Gather every line in the material below that contains the string "beach", treating uppercase and lowercase as different.

--------------------

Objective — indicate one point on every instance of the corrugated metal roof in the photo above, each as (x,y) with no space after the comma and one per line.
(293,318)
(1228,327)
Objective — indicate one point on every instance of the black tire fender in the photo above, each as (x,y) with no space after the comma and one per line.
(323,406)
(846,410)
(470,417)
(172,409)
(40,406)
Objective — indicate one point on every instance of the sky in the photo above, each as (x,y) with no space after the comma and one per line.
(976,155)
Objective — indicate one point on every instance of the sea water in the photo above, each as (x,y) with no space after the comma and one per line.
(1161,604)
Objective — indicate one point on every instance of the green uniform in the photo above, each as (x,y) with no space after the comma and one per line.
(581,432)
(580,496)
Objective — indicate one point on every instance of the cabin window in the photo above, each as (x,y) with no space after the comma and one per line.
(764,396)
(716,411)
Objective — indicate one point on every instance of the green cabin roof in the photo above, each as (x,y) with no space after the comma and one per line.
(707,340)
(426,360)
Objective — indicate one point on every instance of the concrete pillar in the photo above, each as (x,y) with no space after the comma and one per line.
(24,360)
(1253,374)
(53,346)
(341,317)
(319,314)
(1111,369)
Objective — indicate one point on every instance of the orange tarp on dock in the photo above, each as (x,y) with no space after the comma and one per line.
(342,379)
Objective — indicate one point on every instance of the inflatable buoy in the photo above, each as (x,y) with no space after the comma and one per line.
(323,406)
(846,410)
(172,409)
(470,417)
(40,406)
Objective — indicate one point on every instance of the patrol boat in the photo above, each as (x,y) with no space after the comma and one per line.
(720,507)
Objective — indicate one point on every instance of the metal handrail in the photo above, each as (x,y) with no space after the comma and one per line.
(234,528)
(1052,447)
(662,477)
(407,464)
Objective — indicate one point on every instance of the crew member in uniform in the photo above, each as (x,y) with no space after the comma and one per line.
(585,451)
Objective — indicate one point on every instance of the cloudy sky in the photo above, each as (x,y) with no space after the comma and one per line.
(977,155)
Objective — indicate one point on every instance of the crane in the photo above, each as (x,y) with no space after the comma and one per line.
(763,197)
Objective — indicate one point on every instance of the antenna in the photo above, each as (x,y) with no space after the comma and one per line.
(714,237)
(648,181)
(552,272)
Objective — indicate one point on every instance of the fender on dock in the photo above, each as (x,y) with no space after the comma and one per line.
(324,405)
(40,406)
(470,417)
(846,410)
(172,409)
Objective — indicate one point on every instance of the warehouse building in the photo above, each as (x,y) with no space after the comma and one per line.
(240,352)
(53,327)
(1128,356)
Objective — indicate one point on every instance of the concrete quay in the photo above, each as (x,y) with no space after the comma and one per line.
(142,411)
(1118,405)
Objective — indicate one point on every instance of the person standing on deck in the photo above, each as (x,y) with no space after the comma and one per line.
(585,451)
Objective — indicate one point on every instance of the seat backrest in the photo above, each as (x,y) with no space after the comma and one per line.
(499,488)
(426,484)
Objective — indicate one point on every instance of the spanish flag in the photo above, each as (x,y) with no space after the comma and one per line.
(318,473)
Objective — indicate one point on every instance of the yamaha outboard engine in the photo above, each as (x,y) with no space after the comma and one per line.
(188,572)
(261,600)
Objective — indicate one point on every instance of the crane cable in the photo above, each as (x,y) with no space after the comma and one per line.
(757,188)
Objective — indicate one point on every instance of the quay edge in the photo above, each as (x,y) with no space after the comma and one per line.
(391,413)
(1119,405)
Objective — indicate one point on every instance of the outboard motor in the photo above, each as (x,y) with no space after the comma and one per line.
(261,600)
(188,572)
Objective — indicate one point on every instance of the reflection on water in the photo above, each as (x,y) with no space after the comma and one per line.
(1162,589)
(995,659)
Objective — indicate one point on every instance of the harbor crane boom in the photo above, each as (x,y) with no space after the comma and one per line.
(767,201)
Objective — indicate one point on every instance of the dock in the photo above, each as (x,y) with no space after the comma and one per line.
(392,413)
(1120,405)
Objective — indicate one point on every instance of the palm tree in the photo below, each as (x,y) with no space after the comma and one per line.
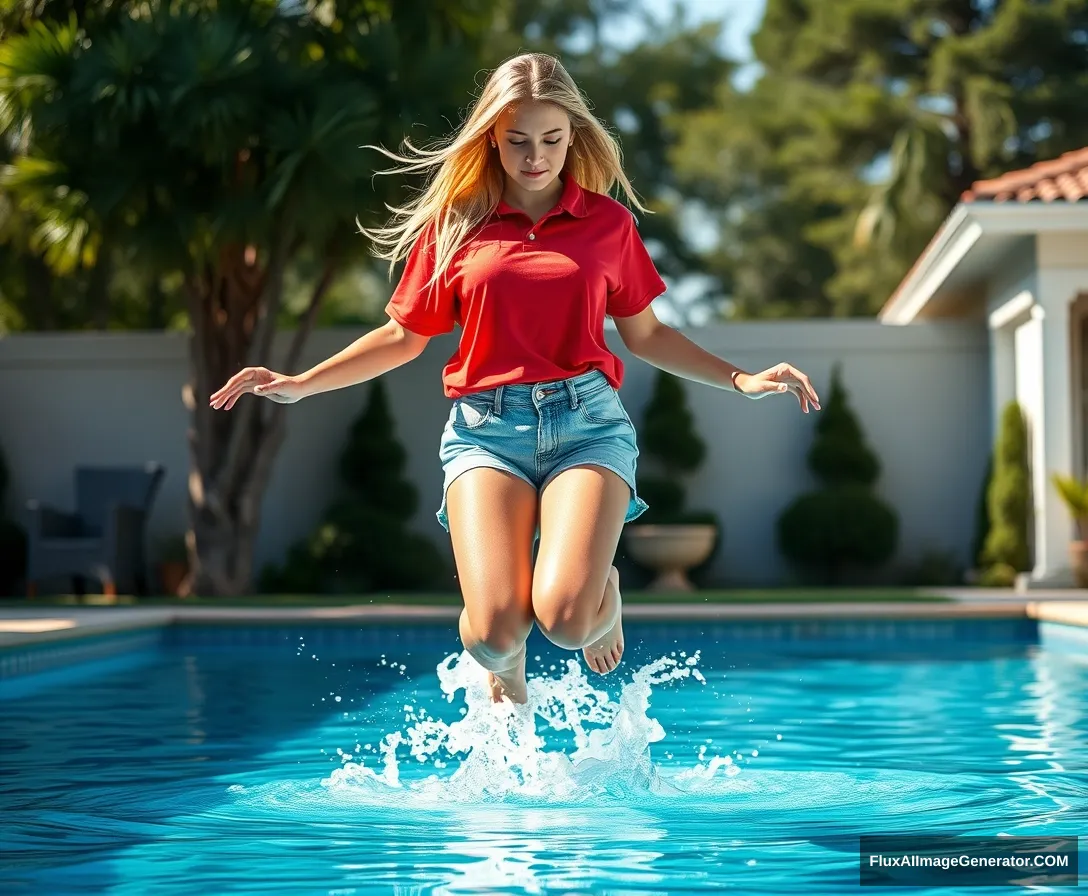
(222,142)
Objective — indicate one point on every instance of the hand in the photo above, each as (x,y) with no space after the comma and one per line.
(259,381)
(779,378)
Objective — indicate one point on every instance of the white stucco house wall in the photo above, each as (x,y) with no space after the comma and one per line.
(1014,253)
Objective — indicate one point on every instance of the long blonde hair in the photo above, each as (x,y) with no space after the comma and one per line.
(466,175)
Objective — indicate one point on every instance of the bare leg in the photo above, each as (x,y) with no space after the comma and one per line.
(603,655)
(492,522)
(576,588)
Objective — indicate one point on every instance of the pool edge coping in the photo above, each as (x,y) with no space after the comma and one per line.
(86,622)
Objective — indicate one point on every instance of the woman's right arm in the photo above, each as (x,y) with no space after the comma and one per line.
(376,352)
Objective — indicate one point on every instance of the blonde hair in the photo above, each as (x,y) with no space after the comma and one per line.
(466,175)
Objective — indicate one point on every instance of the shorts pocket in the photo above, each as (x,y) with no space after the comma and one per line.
(604,408)
(469,415)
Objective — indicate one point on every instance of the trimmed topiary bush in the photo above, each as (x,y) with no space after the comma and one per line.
(363,543)
(843,524)
(671,449)
(1006,549)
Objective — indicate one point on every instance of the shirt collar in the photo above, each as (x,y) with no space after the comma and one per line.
(571,200)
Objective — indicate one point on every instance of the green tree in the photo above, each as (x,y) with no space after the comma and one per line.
(672,449)
(221,142)
(843,524)
(869,120)
(1006,549)
(363,544)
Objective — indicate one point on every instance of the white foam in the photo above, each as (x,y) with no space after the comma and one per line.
(503,756)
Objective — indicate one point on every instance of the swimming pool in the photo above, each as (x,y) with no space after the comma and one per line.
(323,759)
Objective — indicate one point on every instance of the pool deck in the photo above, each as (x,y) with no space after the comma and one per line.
(21,626)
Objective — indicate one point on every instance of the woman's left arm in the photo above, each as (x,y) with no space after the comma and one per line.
(668,349)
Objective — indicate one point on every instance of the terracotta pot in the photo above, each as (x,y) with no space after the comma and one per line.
(1078,557)
(172,574)
(670,550)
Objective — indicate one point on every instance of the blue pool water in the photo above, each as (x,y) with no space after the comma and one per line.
(301,761)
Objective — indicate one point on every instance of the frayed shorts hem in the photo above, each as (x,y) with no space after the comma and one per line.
(478,458)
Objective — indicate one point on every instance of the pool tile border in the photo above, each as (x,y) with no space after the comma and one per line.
(100,633)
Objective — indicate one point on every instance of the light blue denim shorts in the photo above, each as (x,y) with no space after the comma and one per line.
(536,431)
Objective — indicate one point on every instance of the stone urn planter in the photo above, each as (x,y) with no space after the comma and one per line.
(1074,493)
(1078,559)
(670,550)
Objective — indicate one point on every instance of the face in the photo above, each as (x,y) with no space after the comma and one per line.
(532,144)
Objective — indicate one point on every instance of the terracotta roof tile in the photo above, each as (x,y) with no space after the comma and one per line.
(1064,178)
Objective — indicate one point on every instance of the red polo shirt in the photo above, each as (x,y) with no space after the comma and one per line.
(531,299)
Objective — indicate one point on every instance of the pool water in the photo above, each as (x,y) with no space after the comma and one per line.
(699,766)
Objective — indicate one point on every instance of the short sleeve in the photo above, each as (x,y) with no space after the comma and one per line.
(638,282)
(419,306)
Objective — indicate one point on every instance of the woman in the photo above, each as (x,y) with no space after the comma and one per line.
(516,240)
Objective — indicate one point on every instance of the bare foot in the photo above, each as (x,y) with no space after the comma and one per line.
(510,683)
(603,656)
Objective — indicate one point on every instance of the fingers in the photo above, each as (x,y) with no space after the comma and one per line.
(242,382)
(805,384)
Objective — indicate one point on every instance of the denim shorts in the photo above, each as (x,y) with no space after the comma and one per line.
(536,431)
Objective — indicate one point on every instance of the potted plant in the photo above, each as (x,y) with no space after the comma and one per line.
(669,538)
(1074,492)
(173,564)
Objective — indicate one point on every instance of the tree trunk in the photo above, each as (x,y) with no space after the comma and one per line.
(233,312)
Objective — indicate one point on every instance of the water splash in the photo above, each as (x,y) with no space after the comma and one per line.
(503,755)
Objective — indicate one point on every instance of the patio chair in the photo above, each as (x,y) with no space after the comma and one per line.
(104,538)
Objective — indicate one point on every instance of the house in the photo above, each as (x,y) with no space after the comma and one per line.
(1014,253)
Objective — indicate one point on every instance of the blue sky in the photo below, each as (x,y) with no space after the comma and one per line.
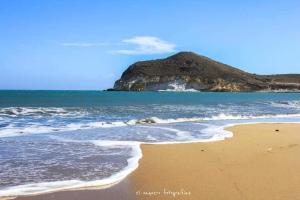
(86,44)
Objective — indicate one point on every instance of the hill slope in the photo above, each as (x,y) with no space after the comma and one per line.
(189,71)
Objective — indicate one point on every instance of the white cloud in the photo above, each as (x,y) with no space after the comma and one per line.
(147,45)
(82,44)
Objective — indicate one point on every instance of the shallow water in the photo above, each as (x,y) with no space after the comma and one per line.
(52,140)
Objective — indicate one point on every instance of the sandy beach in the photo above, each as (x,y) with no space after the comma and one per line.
(261,161)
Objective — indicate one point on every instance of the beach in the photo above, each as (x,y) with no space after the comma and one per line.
(261,161)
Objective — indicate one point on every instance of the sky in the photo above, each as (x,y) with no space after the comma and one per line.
(87,44)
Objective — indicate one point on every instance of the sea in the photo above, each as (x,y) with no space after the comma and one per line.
(57,140)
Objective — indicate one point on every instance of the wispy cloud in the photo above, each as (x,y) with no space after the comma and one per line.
(83,44)
(146,45)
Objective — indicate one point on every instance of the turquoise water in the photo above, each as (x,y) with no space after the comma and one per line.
(52,140)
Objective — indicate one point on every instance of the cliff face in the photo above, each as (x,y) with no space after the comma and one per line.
(189,71)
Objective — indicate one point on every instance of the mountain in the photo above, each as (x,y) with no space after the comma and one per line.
(187,71)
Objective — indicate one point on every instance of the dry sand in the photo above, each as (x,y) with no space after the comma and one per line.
(257,163)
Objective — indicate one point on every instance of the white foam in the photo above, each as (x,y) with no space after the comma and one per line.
(287,104)
(44,187)
(12,131)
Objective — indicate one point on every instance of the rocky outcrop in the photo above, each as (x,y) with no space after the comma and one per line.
(187,71)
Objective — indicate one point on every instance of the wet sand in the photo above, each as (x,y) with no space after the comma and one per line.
(257,163)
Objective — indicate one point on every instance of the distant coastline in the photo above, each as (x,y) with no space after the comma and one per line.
(187,71)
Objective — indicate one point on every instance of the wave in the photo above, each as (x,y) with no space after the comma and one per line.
(287,104)
(40,111)
(218,133)
(44,187)
(12,130)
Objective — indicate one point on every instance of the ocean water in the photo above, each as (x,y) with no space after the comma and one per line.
(53,140)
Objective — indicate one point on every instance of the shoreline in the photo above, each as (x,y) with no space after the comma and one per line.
(145,148)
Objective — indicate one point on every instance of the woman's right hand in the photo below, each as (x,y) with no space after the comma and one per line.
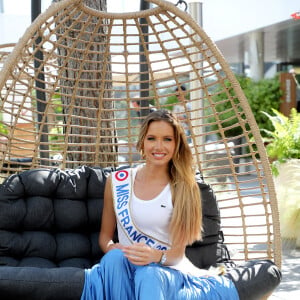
(112,246)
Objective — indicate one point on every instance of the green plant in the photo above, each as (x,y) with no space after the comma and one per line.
(283,142)
(262,95)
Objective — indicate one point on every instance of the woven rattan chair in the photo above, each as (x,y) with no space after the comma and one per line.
(69,91)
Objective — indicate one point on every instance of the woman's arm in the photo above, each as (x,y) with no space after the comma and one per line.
(108,224)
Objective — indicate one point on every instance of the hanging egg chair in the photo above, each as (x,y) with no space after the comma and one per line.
(78,83)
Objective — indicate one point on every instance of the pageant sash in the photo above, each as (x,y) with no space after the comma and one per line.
(122,189)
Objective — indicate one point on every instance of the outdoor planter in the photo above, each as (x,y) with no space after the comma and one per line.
(287,185)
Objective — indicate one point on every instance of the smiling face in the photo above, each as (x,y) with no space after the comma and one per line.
(159,143)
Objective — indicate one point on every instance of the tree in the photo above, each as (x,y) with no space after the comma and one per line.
(85,69)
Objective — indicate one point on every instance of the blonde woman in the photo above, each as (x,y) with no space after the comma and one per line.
(157,210)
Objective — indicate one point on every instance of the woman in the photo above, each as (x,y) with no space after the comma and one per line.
(157,209)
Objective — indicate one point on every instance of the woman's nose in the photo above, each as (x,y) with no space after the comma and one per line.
(158,144)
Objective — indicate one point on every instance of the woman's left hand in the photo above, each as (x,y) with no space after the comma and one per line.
(141,254)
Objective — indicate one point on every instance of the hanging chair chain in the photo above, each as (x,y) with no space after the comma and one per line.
(182,2)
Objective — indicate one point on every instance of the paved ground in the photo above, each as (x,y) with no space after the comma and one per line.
(289,288)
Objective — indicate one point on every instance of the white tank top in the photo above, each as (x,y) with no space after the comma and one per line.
(152,217)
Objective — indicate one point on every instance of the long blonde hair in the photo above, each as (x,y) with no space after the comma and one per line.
(186,221)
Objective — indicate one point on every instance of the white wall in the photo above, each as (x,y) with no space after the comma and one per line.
(221,18)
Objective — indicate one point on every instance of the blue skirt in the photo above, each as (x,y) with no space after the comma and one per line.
(115,278)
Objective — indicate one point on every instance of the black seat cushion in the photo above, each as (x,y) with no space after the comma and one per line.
(49,225)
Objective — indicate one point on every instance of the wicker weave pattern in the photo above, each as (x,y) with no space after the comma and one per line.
(83,69)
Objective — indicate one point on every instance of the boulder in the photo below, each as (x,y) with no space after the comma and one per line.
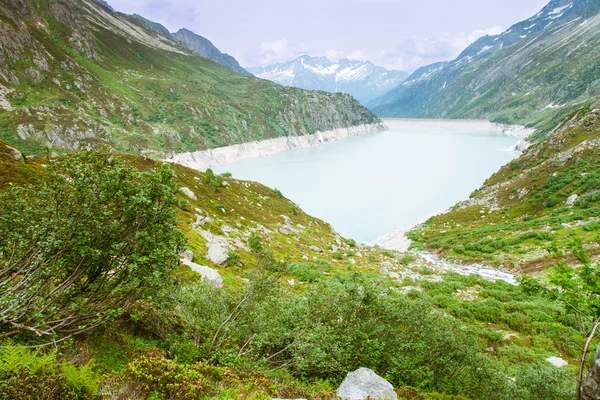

--------------------

● Answer to the exercise
Objective — indicate one point on every instance of the sandy beach in the photo above, each as (x,y) with no space after the comma and one per line.
Objective — indicate one point on every instance of the beach in the photo above, each as (x,y) with no space after the comma and one per line.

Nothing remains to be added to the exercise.